> [GIVEN INSTRUCTION A]:
List the kinds of customers that the article on DigitalGlobe's satellite imagery says the company serves.

Guide to big data analytics tools, trends and best practices
A comprehensive collection of articles, videos and more, hand-picked by our editors
Satellite images add up to a lot of data -- in DigitalGlobe Inc.'s case, 50 TB of geospatial imagery on a daily basis. The imaging products and services provider augments that with text data from 10 to 15 million geo-tagged Twitter posts every day in an effort to get a better sense of what's happening on the ground worldwide, to aid both in assessing what its satellites are capturing and in pointing them toward new geographic hotspots.
Quickly mining and analyzing all that information has been a challenge, though -- the process is largely manual now, and the territory covered by the images is so vast that analysts "can only do so much putting eyeballs on it," said Tony Frazier, a senior vice president at DigitalGlobe. But the Longmont, Colo., company is looking to speed things up by streaming data for analysis through a combination of big data, stream processing and cloud computing technologies.
Last November, DigitalGlobe started beta-testing a more real-time analytics service that's powered by a Hadoop cluster based on Cloudera's distribution of the open source distributed processing framework. The InsightCloud service, due for commercial release in mid-2015, uses the data streaming capabilities of the Apache Spark processing engine plus tools such as the Storm real-time computing system and HBase database to support algorithm-based analytics. The goal, Frazier said, is to make DigitalGlobe's data resources more useful for driving operational decisions by its customers, which include the likes of military services and other government agencies, global development organizations, oil and gas companies, and infrastructure security businesses.
"What we want to do is go from reporting on events to anticipating them, and ultimately changing outcomes," Frazier said. "The more we can get ahead of those events, the more we can equip the people who are going to take action." For example, he noted that if a military special-forces team is being sent on a mission into an urban setting, "you want to be able to say who can see them there or pinpoint safe places to land" based on current information.

> [GIVEN INSTRUCTION B]:
State only the number of lines in the listing below that contain the string "street", treating uppercase and lowercase as different.

> [DATASET EXTRACT]:
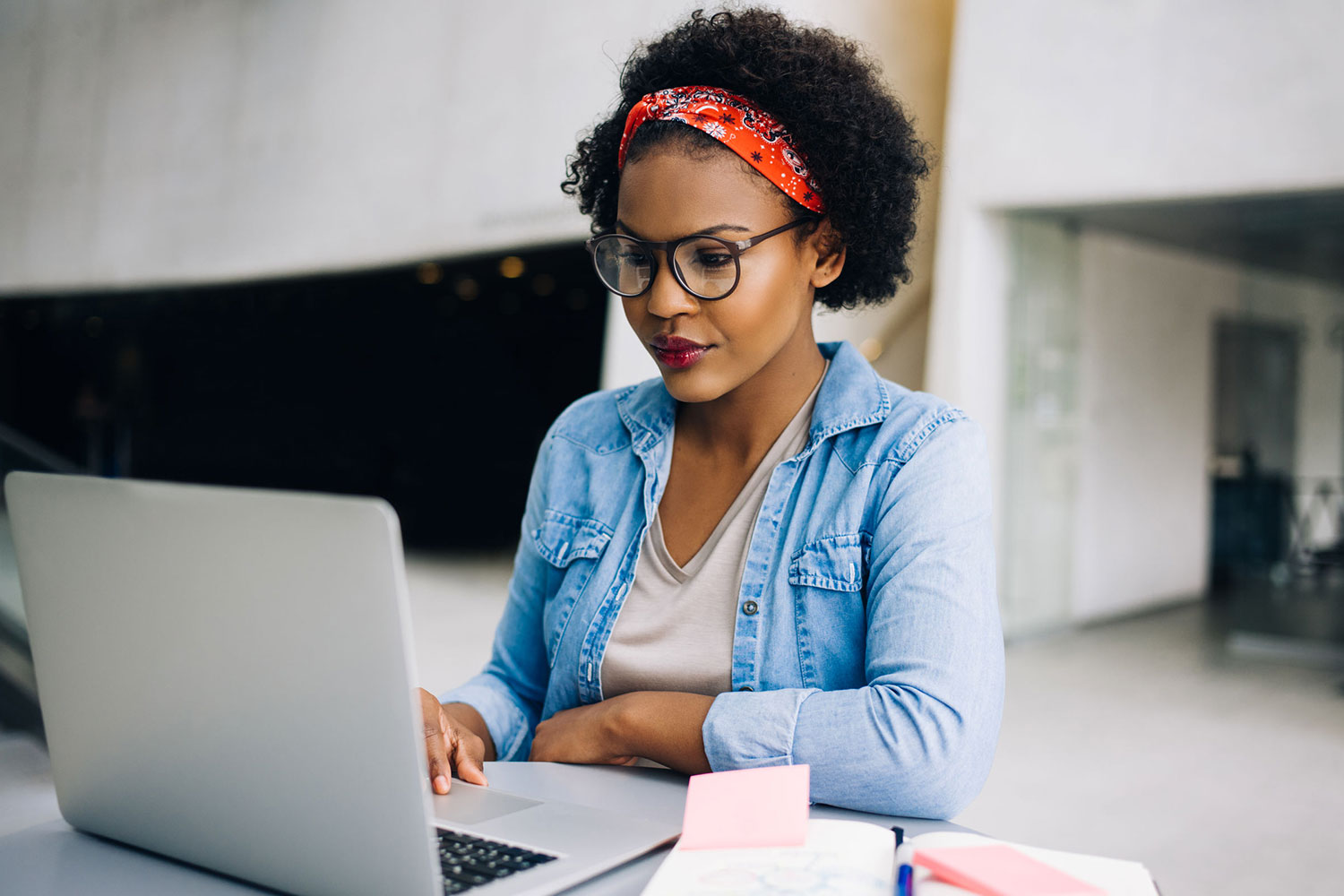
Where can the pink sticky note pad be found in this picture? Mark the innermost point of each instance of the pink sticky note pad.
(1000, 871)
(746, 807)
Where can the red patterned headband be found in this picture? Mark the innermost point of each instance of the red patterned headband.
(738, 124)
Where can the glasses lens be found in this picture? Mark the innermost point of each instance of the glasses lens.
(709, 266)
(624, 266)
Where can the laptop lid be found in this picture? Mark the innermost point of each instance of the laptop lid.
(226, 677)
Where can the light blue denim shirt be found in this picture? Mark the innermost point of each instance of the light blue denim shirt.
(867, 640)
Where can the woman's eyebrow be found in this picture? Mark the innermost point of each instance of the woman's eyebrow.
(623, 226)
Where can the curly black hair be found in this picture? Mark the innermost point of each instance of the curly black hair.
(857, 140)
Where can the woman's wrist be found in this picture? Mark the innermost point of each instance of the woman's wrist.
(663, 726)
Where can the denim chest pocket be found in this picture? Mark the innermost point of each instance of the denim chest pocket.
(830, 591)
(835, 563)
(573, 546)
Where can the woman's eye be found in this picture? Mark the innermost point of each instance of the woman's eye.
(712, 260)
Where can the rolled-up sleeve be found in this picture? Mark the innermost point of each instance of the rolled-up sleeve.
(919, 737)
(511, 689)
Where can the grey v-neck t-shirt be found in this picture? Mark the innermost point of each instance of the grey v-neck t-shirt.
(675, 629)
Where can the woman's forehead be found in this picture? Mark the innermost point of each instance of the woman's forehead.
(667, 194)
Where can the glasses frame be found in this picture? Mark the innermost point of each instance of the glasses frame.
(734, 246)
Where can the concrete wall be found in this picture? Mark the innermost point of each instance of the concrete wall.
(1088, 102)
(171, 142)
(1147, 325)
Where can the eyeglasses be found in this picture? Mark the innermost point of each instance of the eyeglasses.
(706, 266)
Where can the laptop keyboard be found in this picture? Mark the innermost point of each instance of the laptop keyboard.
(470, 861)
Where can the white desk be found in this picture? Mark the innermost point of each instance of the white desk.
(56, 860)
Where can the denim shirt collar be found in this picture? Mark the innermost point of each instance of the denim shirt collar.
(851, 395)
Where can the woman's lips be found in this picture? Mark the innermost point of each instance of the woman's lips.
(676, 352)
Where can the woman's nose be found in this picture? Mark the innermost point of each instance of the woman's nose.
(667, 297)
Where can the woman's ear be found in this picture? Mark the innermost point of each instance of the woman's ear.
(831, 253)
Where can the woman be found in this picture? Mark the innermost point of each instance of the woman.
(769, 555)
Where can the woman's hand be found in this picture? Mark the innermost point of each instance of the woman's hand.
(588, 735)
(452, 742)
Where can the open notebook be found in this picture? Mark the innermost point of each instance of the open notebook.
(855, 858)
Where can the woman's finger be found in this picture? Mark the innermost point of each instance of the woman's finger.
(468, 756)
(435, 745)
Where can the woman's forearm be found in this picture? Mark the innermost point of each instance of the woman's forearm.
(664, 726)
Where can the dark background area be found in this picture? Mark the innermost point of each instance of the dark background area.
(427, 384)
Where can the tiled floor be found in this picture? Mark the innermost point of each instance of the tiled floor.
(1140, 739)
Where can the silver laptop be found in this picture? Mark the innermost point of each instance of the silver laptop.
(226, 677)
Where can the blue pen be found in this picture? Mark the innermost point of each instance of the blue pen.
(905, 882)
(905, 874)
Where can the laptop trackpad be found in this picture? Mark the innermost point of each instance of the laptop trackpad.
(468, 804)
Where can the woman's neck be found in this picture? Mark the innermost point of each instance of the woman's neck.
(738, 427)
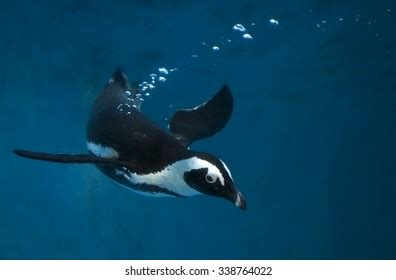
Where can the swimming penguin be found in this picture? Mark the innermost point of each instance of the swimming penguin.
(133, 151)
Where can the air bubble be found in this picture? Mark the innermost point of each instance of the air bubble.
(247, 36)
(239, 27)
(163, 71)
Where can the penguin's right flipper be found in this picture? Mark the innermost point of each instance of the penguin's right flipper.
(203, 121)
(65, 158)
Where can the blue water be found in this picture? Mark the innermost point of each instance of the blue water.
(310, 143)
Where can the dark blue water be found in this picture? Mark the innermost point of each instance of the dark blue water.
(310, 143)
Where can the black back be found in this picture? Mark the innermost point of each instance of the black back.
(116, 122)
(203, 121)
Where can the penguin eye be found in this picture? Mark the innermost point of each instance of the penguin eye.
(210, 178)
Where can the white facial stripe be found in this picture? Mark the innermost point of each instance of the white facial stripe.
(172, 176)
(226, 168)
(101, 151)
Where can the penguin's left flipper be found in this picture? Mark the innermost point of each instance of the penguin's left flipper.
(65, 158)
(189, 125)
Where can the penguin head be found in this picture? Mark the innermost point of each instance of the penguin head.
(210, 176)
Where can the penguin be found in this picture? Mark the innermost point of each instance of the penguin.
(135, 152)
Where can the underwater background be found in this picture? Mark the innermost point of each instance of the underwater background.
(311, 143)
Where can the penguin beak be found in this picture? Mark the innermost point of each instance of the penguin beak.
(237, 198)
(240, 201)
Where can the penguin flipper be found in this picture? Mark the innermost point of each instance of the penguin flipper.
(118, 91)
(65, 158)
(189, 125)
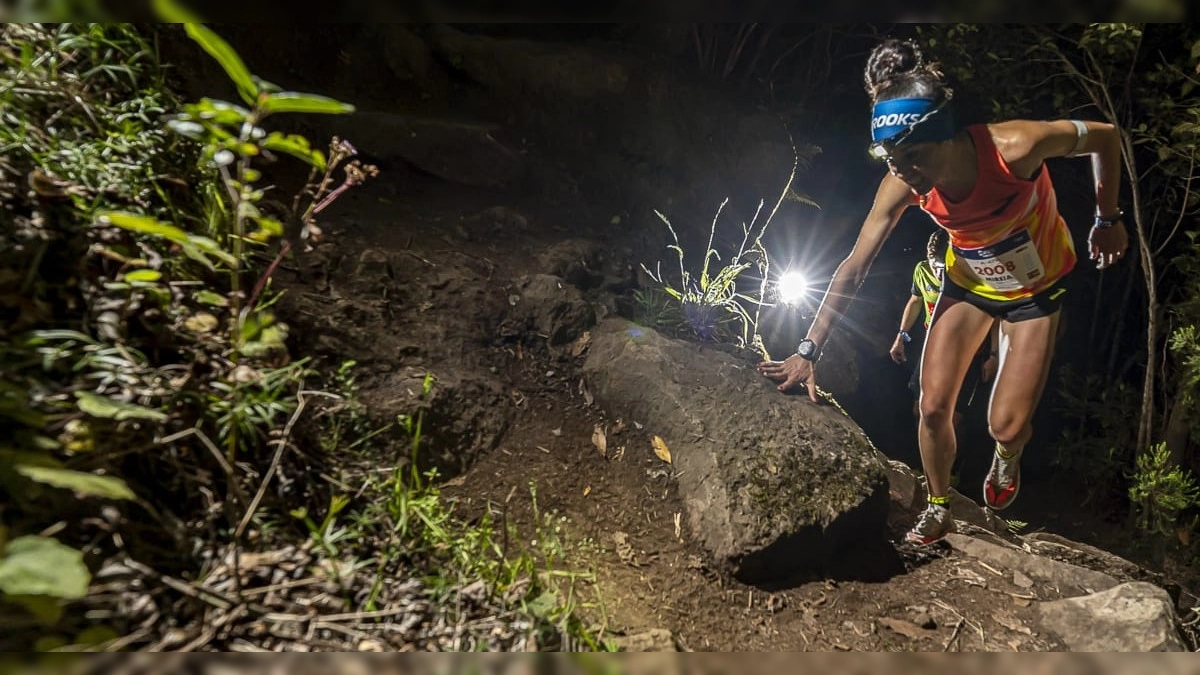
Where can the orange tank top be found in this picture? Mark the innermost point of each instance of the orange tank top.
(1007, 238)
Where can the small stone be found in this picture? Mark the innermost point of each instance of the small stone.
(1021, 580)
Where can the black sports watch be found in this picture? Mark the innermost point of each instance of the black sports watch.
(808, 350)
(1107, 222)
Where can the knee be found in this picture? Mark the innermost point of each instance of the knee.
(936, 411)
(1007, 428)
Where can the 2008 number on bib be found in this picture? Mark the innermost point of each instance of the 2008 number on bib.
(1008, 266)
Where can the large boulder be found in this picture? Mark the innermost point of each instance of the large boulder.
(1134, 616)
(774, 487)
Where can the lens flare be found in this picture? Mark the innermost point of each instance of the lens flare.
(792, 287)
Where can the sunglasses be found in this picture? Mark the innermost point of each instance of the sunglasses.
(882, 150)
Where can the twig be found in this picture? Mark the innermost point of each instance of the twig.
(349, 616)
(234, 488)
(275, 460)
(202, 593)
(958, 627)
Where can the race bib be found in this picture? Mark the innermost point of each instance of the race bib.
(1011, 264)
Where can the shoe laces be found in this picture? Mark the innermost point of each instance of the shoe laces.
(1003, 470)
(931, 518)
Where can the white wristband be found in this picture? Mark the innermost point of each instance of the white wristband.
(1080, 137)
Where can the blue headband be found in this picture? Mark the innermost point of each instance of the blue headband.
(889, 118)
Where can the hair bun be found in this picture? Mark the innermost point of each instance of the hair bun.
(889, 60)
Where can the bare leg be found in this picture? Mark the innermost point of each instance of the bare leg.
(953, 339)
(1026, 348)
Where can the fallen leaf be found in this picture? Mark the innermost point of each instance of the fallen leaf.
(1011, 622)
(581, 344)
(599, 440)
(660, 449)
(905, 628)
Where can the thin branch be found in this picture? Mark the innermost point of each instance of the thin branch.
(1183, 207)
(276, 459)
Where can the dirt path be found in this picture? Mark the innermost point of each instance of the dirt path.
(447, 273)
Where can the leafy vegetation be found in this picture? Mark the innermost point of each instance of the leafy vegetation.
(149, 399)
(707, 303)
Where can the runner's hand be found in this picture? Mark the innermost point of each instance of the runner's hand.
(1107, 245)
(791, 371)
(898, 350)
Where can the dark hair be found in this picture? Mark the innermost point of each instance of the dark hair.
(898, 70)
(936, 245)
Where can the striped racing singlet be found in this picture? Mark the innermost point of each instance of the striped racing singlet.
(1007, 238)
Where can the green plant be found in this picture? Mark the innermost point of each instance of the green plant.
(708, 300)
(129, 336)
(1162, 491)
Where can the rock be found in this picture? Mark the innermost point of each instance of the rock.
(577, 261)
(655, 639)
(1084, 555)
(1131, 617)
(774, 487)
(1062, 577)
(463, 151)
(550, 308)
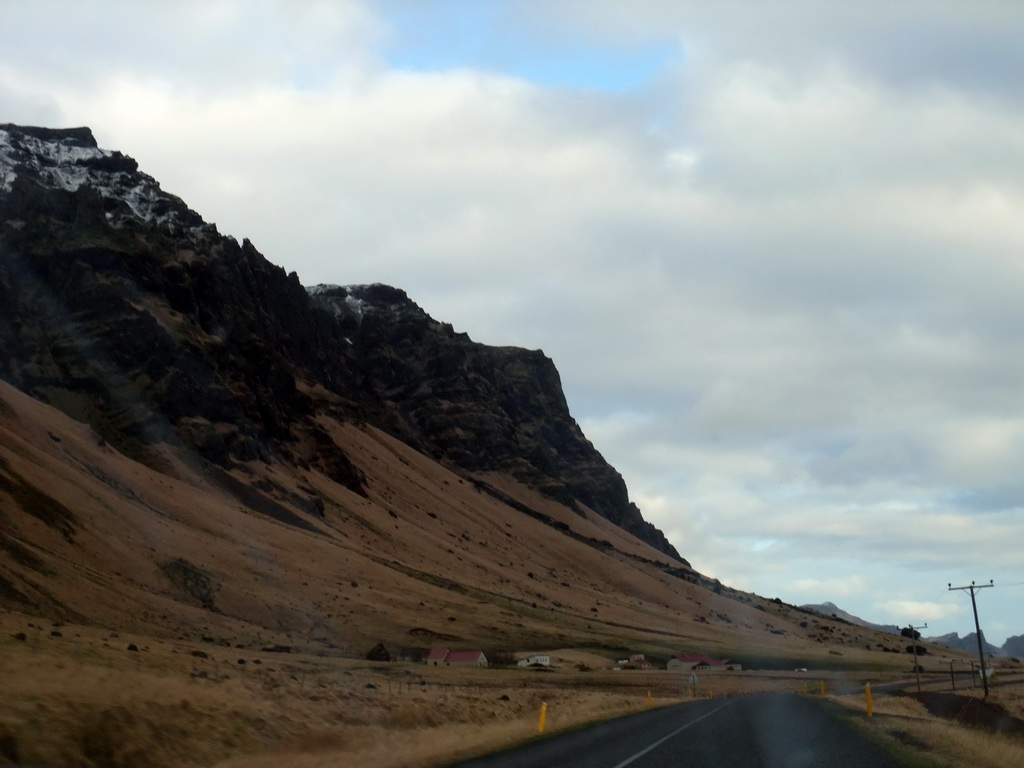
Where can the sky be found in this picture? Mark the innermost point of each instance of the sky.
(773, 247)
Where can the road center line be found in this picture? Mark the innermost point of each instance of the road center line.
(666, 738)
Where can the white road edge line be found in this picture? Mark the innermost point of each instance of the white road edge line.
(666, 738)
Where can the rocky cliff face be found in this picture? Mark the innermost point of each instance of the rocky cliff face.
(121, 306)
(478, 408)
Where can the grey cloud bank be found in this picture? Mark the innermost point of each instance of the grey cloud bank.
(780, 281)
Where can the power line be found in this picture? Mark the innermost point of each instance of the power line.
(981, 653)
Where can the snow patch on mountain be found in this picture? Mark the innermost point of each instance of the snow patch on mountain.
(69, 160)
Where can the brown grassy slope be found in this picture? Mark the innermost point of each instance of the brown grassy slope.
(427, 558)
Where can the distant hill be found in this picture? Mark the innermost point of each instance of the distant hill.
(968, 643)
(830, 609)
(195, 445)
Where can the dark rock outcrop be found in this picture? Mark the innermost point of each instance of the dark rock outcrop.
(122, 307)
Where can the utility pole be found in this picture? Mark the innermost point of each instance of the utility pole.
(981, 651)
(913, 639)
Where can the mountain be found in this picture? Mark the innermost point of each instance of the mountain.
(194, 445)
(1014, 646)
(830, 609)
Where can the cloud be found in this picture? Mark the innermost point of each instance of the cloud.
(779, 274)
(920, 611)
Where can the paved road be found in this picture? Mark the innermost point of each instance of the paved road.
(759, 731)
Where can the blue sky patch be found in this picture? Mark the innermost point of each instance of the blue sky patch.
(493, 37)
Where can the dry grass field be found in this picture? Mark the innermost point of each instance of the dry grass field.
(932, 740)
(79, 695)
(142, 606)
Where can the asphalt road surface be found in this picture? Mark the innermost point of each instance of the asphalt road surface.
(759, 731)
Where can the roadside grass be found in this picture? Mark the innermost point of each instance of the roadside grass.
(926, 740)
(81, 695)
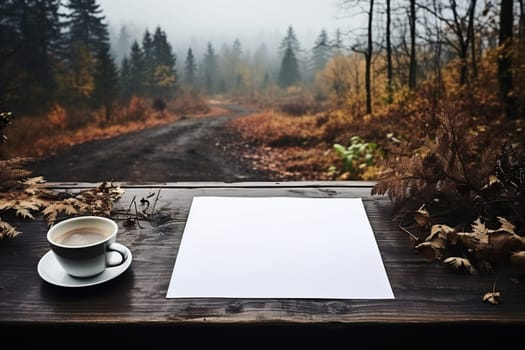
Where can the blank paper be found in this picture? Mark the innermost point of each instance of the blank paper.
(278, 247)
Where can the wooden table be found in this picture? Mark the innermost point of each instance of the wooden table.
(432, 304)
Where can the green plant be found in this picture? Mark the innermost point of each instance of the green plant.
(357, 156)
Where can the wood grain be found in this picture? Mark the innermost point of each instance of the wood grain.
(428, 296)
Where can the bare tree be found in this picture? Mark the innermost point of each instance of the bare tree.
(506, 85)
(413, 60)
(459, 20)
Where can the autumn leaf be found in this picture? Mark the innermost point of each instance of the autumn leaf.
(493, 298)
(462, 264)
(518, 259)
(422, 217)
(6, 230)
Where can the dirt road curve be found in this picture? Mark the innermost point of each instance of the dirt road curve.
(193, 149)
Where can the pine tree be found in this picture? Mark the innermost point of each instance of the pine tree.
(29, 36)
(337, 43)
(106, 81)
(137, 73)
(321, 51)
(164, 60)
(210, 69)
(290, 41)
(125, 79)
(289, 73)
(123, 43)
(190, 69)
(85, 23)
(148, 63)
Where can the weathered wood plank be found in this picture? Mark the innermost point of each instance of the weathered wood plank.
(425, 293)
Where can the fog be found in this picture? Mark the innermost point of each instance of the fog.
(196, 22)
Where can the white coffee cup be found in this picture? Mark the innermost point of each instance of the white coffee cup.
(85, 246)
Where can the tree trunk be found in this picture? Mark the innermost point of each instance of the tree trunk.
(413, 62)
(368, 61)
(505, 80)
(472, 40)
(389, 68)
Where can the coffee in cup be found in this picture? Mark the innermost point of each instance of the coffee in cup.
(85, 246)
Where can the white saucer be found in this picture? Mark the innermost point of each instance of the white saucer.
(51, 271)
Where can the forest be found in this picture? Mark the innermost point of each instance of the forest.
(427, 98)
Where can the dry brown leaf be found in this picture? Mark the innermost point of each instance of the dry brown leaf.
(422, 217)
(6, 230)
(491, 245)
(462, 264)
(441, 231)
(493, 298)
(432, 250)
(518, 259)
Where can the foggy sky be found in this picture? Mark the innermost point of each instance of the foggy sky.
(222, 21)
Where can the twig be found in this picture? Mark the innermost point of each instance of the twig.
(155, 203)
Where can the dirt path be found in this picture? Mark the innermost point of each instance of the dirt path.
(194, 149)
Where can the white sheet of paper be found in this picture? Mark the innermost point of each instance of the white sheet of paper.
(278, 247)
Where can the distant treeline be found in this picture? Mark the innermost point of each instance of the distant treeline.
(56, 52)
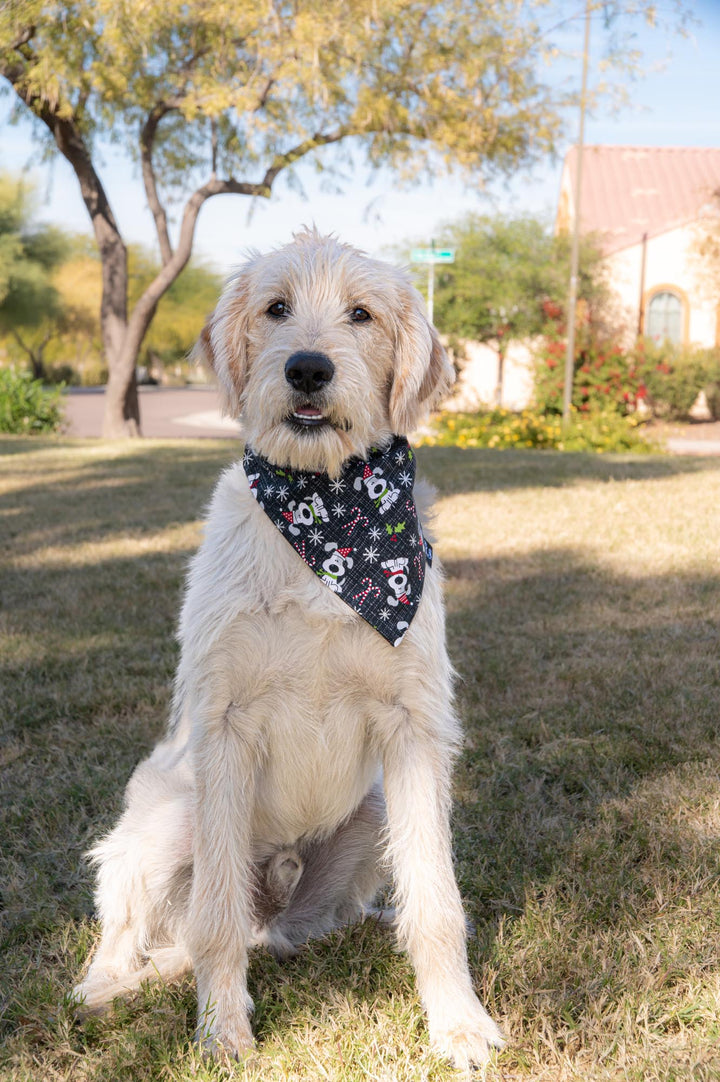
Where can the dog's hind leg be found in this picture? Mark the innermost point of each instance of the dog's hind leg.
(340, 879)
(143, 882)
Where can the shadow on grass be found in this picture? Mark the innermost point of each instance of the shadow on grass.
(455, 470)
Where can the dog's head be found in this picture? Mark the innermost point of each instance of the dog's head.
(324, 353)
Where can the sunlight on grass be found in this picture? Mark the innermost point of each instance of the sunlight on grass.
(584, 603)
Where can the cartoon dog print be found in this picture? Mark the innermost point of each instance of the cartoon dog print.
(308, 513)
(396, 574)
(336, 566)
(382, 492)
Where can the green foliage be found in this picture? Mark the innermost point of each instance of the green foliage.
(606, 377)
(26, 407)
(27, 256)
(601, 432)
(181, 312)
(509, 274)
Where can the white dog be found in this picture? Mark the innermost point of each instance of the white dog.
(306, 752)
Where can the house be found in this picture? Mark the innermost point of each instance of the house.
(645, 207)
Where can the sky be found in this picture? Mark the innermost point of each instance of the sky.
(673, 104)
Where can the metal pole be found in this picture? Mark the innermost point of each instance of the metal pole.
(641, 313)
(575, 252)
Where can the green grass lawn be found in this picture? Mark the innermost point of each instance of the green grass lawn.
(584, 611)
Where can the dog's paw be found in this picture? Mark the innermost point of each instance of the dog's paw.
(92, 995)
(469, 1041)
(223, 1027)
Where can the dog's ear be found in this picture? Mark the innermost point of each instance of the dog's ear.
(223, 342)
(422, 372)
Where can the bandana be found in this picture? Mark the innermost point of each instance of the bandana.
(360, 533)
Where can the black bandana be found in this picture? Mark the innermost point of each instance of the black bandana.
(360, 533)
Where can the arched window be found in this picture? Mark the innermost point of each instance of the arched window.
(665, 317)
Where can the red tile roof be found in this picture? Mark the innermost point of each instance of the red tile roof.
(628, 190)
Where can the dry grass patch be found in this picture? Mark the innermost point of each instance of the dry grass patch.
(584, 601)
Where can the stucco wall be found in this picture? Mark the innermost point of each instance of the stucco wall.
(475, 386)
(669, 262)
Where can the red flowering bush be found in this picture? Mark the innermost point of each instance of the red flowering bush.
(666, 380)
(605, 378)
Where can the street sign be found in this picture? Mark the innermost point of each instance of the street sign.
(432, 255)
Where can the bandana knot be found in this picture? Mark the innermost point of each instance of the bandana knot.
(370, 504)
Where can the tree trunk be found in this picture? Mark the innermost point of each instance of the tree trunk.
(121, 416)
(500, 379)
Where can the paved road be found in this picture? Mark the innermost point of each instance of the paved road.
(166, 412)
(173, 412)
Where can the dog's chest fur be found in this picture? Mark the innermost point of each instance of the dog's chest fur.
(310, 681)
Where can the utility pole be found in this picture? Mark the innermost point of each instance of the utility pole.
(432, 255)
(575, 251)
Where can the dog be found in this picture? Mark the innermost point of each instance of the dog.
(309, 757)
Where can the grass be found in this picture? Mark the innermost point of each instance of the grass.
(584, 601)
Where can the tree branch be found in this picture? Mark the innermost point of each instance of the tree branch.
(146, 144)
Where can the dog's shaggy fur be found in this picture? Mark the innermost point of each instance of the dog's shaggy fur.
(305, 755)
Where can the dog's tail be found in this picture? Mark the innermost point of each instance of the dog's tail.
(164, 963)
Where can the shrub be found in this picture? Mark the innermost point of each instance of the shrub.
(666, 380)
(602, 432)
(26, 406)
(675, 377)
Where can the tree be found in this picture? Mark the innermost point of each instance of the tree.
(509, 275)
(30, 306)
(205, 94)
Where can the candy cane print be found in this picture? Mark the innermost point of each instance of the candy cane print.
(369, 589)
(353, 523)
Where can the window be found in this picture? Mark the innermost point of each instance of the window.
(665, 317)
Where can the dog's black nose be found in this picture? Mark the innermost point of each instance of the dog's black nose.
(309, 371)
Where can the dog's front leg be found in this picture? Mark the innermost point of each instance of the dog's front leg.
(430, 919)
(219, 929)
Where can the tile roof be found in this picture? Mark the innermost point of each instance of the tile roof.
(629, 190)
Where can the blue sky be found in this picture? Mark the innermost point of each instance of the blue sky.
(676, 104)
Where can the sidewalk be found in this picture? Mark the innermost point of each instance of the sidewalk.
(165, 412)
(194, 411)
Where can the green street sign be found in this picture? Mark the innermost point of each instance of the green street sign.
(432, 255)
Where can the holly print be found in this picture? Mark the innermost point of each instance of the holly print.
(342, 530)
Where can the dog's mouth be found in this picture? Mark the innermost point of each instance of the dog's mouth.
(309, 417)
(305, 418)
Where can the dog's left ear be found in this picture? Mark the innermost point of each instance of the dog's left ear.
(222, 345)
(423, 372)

> [SOLUTION A]:
- Military services and other government agencies
- Global development organizations
- Oil and gas companies
- Infrastructure security businesses

> [SOLUTION B]:
2